== Page extract

Two years ago my husband was offered a job literally on the other side of the country. It was a one year temporary job with NO guarantee of a renewal. This was at a time when the husband and I both had full paying jobs. I told him I wasn’t moving and he turned it down. Then ultimately the company hired 12 temporary employees and only offered one of them a full time job (in an open competition where like 250 people applied). And people in our industry still think I am an unsupportive spouse for telling him there was no way we would uproot our lives for that nonsense.
Men do these things all the time. If your husband woke up to a cool opportunity and wanted to move to Istanbul literally everyone would be on his side. There is no reason you can’t have career dreams or apply for your dream job. You deserve happiness at work. Go for the job, if you get it you can figure it out from there. Think of this as a great chance to really figure out your priorities.
Anon
I know this is a crazy thing to ask strangers on the Internet, but here goes.
My grandfather – the only father I’ve ever known – is dying. Nothing specific, just the general slow organ failure that happens when you’re over 90. I spent a great deal of time with my grandparents this past fall when he was still in good health.
I’m trying to decide now whether to go see him. I am so sorry to say this, but the problem is money. I used most of my frequent flier miles back in the fall, and now I only have enough miles to make one trip. Do I go now for vague ailments? Do I go later when it’s the end to be at his bedside?
Tickets are $350 and don’t get much cheaper bc it’s a small airport. Yes, I can put them on my CC, but I’m afraid with the other future trips necessary (final days, funeral, and another separate one to comfort Grandma after it’s over), that I’ll have $1k in debt in no time.
Will I regret not going? He’s still at home, very weak, can’t walk without assistance, doesn’t leave his bed most days. Still strong enough to bicker with my grandmother though, ha…and I think seeing him in this state plus the bickering will be very hard.
What would you do?
Anon
I would sign up for a new travel rewards credit card to get the travel bonus/frequent flyer miles. You might not spend enough in time to benefit this trip if you decide to go, but it could really help provide more miles if you need to fly back out again (and you can downgrade the card status before the annual fee kicks in, although the first year is often waived). If I were you, I would try to go one more time before the funeral. If you’re only looking at worst-case $1K credit card debt, that’s not something you’ll regret in the future. I’m sorry that your family is going through this.
Wildkitten
This is another really good idea.

====
== Data supplied

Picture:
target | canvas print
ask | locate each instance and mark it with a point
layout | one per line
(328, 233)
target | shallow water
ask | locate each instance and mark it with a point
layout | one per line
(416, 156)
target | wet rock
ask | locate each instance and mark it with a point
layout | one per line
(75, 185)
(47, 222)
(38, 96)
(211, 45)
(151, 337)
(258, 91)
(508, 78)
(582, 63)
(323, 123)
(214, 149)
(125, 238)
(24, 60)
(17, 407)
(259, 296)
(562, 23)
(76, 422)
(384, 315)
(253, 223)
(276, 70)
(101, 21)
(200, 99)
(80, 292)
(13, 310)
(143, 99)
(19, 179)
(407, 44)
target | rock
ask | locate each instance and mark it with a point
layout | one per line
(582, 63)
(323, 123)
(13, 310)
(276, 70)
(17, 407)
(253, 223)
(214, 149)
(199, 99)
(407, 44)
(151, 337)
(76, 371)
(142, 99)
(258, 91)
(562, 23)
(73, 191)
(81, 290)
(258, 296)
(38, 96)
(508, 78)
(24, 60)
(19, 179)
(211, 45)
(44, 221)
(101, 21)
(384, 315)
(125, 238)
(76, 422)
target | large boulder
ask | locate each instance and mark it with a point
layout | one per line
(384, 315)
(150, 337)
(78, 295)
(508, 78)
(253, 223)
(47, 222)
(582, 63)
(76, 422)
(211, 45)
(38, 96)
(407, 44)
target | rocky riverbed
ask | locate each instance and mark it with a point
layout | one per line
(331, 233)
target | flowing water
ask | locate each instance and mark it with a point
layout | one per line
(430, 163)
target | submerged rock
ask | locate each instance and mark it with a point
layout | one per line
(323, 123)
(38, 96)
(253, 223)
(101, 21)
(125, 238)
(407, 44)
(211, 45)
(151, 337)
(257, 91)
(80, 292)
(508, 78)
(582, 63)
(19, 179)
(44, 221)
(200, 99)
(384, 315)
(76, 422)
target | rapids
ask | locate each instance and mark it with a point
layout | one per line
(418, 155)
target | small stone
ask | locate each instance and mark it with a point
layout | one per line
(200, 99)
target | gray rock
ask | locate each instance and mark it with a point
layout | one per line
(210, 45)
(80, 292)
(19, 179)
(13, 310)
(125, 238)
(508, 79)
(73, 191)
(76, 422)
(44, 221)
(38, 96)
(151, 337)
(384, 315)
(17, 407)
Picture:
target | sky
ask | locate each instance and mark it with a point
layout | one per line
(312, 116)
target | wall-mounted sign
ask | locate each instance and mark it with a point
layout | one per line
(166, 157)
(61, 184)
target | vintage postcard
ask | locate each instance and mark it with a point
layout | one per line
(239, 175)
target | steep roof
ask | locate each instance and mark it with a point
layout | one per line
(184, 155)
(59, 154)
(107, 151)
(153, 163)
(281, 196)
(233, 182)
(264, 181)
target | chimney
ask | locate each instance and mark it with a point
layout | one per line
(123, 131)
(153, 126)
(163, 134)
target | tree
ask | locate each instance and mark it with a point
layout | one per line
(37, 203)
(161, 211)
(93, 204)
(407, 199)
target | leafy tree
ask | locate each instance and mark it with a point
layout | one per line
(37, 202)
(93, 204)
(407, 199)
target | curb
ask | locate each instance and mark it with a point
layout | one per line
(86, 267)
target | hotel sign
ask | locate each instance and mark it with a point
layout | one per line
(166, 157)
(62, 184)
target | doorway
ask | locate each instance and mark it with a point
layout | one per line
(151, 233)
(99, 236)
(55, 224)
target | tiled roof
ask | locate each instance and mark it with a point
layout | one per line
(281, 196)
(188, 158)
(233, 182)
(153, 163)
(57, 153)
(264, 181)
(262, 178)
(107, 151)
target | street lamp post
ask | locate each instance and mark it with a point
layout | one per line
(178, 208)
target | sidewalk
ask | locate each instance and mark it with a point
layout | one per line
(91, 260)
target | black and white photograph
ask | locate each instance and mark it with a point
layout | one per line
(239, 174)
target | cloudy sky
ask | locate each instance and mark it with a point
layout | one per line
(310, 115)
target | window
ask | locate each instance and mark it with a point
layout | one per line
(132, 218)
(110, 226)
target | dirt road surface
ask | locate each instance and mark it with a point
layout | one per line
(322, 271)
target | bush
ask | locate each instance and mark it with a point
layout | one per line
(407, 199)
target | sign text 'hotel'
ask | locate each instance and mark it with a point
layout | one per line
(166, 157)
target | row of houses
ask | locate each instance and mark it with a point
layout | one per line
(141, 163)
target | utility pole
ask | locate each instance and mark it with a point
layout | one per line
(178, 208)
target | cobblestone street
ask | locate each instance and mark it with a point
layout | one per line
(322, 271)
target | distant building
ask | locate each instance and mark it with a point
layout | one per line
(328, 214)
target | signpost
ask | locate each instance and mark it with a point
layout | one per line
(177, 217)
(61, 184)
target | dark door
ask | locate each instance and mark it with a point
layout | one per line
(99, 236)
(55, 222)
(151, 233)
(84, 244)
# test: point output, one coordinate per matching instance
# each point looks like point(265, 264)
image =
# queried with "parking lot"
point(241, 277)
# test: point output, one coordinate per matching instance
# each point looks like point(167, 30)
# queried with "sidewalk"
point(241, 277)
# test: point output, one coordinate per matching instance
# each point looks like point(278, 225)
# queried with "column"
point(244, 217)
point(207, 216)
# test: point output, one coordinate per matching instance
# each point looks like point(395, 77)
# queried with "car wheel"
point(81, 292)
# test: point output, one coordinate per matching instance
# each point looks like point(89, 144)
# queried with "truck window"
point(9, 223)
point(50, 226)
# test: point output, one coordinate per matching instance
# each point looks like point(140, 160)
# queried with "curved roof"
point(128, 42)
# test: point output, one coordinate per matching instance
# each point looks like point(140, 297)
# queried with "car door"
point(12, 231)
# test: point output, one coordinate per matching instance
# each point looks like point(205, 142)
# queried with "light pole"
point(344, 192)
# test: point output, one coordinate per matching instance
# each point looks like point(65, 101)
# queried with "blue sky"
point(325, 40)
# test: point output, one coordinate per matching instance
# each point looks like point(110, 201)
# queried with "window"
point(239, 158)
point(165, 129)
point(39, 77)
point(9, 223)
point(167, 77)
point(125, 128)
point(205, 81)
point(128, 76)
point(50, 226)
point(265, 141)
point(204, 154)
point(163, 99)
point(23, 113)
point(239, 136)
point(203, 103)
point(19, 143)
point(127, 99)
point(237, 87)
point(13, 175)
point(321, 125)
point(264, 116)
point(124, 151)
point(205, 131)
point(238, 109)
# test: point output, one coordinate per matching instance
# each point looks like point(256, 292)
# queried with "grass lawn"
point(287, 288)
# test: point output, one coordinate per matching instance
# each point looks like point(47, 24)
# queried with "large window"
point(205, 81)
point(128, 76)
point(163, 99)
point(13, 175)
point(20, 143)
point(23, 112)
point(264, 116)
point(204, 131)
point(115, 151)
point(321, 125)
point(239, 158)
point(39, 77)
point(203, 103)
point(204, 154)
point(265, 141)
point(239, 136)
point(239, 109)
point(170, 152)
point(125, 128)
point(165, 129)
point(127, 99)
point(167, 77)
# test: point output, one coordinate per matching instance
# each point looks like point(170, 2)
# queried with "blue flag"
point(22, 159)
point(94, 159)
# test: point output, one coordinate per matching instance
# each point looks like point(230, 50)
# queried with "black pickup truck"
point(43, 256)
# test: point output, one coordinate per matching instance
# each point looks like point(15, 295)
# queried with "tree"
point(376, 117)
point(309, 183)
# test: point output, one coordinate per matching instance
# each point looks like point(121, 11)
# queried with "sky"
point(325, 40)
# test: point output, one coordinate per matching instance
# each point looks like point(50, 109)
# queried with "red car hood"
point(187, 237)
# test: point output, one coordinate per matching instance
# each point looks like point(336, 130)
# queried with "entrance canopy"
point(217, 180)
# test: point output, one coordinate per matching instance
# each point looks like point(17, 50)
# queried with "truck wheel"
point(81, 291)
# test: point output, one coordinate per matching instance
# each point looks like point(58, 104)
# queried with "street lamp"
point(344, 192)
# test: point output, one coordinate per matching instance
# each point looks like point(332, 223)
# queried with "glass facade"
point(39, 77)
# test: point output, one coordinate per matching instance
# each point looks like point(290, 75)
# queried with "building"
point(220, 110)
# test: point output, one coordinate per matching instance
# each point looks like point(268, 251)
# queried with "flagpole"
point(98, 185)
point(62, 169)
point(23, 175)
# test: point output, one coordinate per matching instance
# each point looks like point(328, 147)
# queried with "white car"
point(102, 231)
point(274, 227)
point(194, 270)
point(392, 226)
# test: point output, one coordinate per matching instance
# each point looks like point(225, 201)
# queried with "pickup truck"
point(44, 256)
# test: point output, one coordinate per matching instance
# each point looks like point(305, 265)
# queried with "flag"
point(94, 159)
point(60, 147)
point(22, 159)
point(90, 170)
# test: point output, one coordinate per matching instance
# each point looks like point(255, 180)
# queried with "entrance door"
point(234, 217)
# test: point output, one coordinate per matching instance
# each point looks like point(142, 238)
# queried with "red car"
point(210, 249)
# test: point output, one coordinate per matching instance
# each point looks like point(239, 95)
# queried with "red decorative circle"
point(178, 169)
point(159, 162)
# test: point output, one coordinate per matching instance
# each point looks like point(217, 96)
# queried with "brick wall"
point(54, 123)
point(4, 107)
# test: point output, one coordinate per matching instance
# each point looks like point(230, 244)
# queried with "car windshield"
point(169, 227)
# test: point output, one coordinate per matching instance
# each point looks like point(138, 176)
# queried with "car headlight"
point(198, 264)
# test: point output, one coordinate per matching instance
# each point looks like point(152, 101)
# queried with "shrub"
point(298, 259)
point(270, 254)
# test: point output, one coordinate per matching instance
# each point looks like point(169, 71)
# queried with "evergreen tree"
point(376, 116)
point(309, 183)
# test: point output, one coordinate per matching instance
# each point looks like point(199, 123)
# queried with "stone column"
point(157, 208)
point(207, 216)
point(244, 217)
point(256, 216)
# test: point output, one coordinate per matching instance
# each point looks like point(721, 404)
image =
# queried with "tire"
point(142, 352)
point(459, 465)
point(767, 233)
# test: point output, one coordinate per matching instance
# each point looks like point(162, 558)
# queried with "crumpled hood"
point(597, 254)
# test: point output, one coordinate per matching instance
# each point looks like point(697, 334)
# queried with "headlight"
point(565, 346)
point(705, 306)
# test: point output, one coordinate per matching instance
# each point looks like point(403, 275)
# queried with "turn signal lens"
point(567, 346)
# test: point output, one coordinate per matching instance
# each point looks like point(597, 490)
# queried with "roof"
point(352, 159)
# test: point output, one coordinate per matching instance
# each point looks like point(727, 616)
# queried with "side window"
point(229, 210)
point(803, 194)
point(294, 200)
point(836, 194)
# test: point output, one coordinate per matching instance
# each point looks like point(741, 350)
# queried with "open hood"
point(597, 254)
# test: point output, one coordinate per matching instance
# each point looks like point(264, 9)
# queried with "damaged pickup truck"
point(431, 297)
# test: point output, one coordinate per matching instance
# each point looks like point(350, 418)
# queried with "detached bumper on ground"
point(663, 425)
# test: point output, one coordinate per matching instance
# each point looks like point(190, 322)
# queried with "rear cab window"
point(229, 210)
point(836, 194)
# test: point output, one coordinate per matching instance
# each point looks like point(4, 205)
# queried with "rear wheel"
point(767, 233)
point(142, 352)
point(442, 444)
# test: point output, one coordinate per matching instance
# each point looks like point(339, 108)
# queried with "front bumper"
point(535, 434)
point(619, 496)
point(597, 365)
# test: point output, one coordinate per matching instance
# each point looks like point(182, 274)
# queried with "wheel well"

====

- **Work order 1**
In the advice thread, how much do the plane tickets to see the grandfather cost?
- **Work order 2**
Write the next part of the advice thread about a job move and a dying grandfather, starting right after its last sentence.

- **Exercise response 1**
$350

- **Exercise response 2**
Killer Kitten Heels
I think you need to plan at least one trip now-ish, while he’s still as much of himself as he is ever going to be. I missed my grandmother’s final days by holding out too long (I was in college and broke, and also locked into a competitive internship program – she passed away three hours before my flight landed), and the one thing that helped me make my peace with missing her passing the way that I had was knowing that I’d been there two months prior when she was still very much aware and awake, and knowing that we’d had the opportunity to spend quality time together then.
Another thought – could you combine flying and driving to help you afford more trips? I don’t know what part of the country your grandparents are in, but I’ve had good luck cutting down on travel costs by flying into a major metro airport and then driving 4ish hours to my final destination instead of trying to fly directly to my final destination. You can usually rent a basic car through CostcoTravel or similar for less than $20/day, and if you only need the car to go to/from the airport, you could even do one-day, one-way rentals on your arrival and departure days to cut down on cost even further.
Unsub
Today is the 4th anniversary of my mother’s death. I’d do anything to have one more day with her. Go. Go now.
Wildkitten
Go now.
Anonymous
For me… I would go early and often, even if it meant taking on debt. I’d say try to go now, while he’s still lucid and your visit will bring him some joy and try to be there when it’s closer to the end.
My husband was not there when his grandmother, who more or less raised him, passed away because we were told her hospitalization wasn’t serious. I think, in hindsight, he wishes he’d made regular trips, regardless of the cost, just to see her as often as possible in her last year.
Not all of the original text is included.